▶ **Exercise objective**
Only lines containing the string "riding" belong in the answer; copy all of them from the entries.

Stored items:
━━━
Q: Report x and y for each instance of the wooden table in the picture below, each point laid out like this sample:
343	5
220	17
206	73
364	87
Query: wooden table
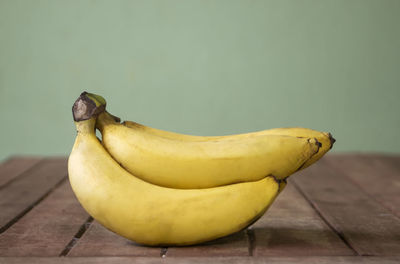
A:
344	209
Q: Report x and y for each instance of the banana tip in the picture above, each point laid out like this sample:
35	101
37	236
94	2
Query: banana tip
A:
332	139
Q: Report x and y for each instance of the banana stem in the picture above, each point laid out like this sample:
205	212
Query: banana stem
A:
88	106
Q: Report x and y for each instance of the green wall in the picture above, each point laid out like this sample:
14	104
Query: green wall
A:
202	67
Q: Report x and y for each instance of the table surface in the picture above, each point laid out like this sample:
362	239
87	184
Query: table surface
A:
343	209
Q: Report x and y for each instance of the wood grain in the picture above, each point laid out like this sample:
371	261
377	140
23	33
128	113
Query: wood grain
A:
367	226
206	260
374	174
291	227
47	229
98	241
233	245
15	166
23	193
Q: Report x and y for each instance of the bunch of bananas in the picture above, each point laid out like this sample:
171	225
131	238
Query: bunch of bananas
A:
162	188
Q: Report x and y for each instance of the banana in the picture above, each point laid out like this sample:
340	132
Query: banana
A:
325	138
166	162
151	214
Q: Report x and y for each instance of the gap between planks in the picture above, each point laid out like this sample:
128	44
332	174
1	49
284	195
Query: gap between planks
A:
31	206
339	234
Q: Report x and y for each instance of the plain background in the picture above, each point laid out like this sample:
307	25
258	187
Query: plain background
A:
202	67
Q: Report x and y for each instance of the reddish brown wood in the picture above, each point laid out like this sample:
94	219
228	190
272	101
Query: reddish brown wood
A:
14	167
233	245
206	260
366	225
98	241
21	194
47	229
291	227
374	174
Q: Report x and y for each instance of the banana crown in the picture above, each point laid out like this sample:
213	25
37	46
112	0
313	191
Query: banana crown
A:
88	106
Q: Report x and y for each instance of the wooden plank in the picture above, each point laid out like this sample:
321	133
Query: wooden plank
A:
206	260
233	245
14	167
47	229
98	241
291	227
375	174
366	225
21	194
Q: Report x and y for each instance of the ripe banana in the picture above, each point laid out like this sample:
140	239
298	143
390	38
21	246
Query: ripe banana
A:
151	214
166	162
324	138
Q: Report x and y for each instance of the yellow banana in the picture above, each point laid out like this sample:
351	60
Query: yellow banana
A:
154	215
324	138
166	162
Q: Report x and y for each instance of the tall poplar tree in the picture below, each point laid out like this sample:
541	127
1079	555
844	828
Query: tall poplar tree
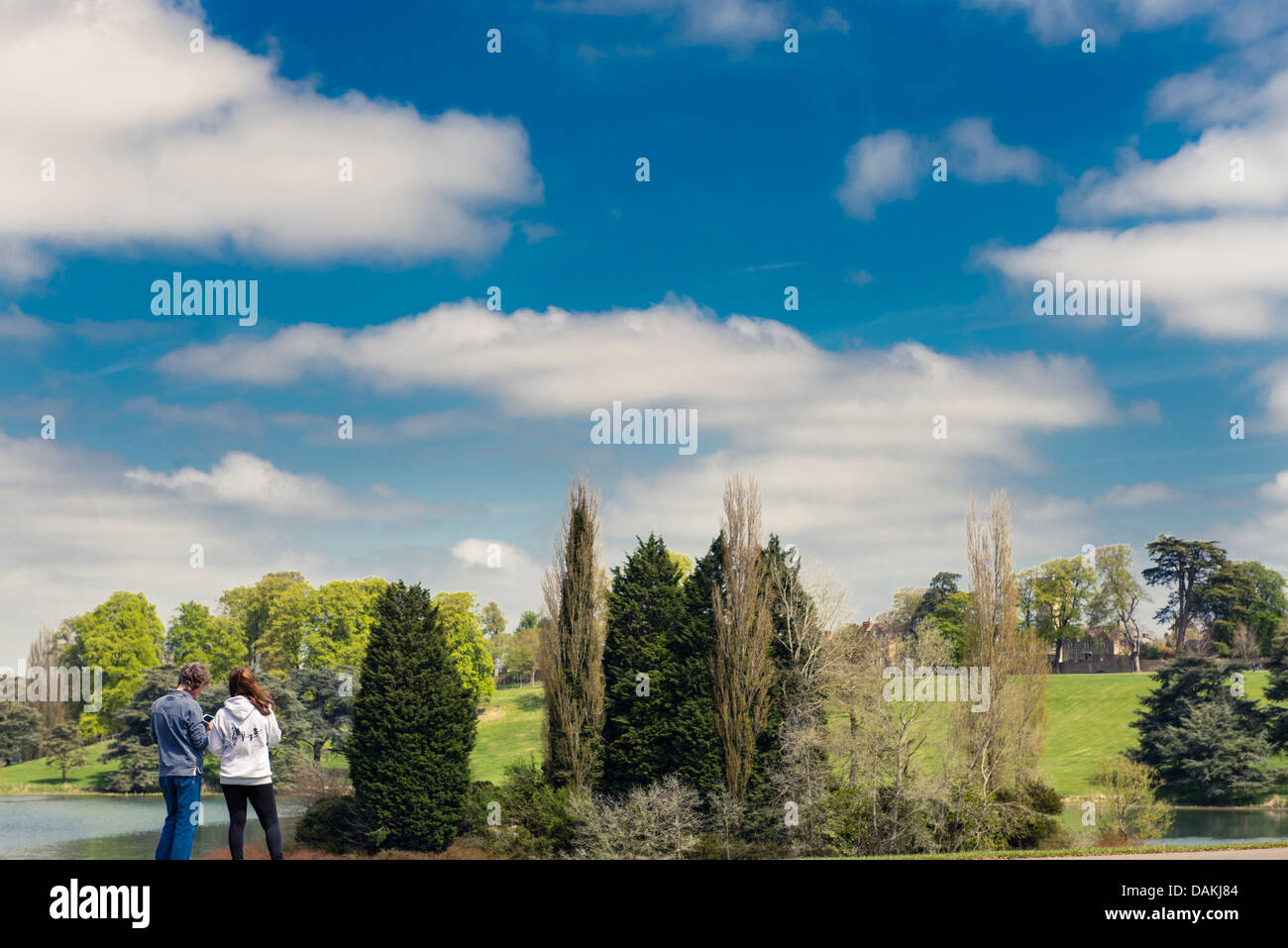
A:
572	647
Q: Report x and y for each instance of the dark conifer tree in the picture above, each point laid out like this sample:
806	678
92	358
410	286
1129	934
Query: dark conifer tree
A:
413	727
645	608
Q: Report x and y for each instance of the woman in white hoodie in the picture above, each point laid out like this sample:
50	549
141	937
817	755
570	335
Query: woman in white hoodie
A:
243	732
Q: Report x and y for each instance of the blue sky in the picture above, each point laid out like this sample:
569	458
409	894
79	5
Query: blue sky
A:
516	170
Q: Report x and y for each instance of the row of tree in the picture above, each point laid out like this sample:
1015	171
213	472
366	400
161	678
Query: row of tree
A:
1214	604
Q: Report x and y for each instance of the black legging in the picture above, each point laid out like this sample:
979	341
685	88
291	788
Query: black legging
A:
261	796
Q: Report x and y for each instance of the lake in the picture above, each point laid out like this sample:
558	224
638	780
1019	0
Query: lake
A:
46	826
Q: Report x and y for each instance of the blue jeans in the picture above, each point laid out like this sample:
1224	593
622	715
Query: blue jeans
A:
180	815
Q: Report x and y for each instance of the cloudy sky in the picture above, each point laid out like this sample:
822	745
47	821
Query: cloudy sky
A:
128	156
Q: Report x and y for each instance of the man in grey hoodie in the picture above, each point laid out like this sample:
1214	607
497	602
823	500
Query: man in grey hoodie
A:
180	736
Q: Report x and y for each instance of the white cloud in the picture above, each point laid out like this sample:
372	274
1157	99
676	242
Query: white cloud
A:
1061	21
880	168
840	441
200	150
77	528
1216	278
492	554
17	326
889	165
975	155
243	479
735	24
1138	494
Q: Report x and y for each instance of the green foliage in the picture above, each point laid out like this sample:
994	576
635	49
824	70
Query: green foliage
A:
536	818
338	618
465	640
196	635
492	620
413	727
1206	742
1131	809
644	609
1184	569
1029	813
21	730
1247	594
123	636
64	749
262	612
334	824
323	707
695	753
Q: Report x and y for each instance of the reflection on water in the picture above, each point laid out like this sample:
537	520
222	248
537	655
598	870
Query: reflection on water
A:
1194	826
104	827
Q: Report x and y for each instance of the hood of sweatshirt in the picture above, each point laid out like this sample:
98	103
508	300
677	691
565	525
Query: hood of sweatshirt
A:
240	707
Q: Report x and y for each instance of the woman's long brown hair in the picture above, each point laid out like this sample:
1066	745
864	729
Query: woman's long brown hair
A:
243	682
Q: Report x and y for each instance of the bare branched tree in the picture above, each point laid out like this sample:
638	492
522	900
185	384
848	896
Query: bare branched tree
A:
572	646
1003	743
741	664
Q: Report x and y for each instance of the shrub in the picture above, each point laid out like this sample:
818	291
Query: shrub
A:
661	820
334	824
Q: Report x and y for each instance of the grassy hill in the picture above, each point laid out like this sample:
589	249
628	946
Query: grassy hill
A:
1090	716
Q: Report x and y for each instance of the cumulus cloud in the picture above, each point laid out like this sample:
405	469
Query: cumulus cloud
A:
492	554
880	168
202	150
1210	230
841	442
17	326
1061	21
243	479
734	24
889	165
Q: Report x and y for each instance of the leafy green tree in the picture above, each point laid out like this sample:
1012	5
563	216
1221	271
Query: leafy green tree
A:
1276	690
1055	595
413	727
325	712
124	638
695	753
1131	809
21	730
644	605
1183	567
196	635
338	618
1119	594
1243	592
64	749
1201	734
464	631
256	608
133	750
493	620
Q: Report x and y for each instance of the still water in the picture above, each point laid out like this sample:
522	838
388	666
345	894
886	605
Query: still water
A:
44	826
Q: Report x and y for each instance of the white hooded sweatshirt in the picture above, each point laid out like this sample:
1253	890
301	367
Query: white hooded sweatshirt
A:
241	736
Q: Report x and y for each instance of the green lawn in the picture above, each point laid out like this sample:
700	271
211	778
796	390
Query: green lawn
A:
37	777
1091	717
510	729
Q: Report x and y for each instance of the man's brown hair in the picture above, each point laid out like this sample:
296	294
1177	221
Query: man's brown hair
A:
193	675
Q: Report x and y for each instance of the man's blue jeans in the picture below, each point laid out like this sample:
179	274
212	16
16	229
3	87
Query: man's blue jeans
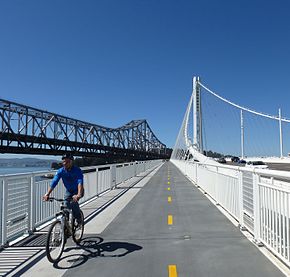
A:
73	205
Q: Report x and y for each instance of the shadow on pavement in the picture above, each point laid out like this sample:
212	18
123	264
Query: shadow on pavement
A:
95	247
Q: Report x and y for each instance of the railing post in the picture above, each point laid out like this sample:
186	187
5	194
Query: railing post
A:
241	201
256	202
216	191
97	180
113	176
32	204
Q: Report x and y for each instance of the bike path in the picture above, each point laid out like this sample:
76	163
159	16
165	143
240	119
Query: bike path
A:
153	236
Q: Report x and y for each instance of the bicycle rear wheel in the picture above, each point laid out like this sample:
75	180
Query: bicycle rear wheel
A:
78	229
55	242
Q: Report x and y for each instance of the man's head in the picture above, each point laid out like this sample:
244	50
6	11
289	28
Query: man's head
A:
67	160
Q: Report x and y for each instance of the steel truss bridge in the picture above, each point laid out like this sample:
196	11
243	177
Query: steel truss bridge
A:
33	131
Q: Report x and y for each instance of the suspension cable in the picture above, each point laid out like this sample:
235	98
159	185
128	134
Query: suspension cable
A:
243	108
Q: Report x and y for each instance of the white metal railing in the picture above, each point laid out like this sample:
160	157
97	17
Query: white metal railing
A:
22	209
259	199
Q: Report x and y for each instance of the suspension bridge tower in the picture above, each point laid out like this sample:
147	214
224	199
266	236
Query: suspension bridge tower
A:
197	115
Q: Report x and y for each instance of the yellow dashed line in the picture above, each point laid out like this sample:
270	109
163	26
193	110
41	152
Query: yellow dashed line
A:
172	271
170	219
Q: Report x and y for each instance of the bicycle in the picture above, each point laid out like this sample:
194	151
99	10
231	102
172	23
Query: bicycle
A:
61	229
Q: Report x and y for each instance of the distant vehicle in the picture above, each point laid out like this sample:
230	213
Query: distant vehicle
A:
222	160
257	164
235	159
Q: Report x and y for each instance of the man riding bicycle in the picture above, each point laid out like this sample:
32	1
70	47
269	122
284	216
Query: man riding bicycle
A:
72	178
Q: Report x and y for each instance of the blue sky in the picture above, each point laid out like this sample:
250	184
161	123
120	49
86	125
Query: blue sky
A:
108	62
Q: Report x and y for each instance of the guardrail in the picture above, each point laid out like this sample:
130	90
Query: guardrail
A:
259	199
22	209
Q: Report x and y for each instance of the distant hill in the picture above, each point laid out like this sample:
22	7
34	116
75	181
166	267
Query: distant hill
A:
26	162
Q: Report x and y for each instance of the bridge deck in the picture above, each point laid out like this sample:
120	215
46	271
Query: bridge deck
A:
139	241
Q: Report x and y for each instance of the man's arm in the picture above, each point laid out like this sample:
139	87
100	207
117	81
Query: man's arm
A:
80	193
80	186
54	182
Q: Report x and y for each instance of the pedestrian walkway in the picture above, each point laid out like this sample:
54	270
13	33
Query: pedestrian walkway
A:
162	226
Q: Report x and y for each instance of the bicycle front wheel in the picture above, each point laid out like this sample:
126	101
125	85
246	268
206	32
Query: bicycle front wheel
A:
55	242
78	229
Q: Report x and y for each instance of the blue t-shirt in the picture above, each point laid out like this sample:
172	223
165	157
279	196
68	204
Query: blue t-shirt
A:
71	179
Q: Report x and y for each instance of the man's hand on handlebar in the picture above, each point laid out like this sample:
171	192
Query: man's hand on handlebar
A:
45	197
76	198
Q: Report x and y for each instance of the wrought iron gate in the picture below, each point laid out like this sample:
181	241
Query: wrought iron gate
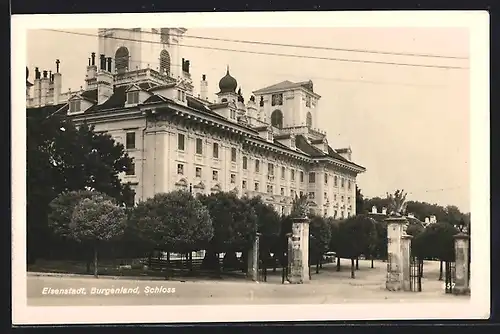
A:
449	277
416	274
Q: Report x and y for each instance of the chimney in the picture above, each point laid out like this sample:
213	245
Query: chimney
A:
104	81
90	78
57	84
37	88
44	88
103	63
203	87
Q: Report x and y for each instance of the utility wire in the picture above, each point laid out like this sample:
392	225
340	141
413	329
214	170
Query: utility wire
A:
269	53
313	47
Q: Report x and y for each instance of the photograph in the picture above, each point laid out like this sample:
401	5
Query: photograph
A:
250	167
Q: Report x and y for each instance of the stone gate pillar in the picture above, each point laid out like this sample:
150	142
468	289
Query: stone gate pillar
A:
299	251
406	253
394	280
462	245
253	259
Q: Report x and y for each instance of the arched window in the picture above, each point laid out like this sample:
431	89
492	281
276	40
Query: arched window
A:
164	62
122	59
277	119
309	119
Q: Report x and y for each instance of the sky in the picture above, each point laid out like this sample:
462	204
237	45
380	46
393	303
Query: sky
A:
408	126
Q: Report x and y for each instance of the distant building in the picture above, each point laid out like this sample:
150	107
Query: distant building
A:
142	94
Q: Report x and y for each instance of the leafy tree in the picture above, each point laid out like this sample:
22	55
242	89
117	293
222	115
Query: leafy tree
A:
436	242
320	237
397	202
359	201
62	158
173	222
356	235
235	225
95	221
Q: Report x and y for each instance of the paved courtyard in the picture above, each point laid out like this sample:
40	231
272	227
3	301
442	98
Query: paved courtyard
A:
327	287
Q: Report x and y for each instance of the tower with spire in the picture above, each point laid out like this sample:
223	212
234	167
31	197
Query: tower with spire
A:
227	89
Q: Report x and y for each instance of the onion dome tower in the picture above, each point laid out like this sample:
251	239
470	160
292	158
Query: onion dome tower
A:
227	87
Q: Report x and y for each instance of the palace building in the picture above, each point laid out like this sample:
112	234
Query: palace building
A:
269	145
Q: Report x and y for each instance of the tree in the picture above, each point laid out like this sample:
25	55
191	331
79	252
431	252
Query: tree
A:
95	221
60	213
62	158
173	222
268	225
320	237
397	202
235	225
359	201
356	235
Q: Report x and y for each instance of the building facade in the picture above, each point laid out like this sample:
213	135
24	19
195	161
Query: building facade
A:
268	146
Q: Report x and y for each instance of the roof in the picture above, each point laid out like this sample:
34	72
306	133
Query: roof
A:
117	100
284	85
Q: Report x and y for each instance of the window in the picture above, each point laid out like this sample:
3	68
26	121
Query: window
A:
270	169
130	140
131	170
180	142
277	119
133	97
233	154
131	198
312	177
75	106
309	120
199	146
277	99
216	151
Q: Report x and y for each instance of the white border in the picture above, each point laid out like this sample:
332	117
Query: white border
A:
479	305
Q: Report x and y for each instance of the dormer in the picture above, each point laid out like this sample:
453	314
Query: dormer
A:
286	139
168	91
346	153
135	96
321	144
78	104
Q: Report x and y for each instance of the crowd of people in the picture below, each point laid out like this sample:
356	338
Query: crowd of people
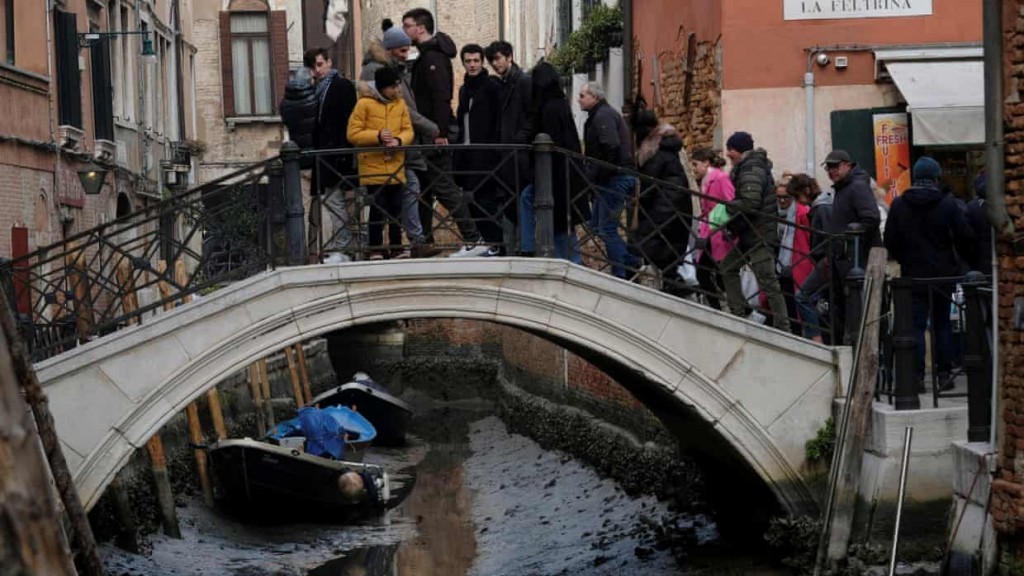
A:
━━━
▶ **Answer to this task**
Q: Report x and y for each instance of the man riding bicycle in the picture above, each point laid out like this sample:
Query: man riding bicycle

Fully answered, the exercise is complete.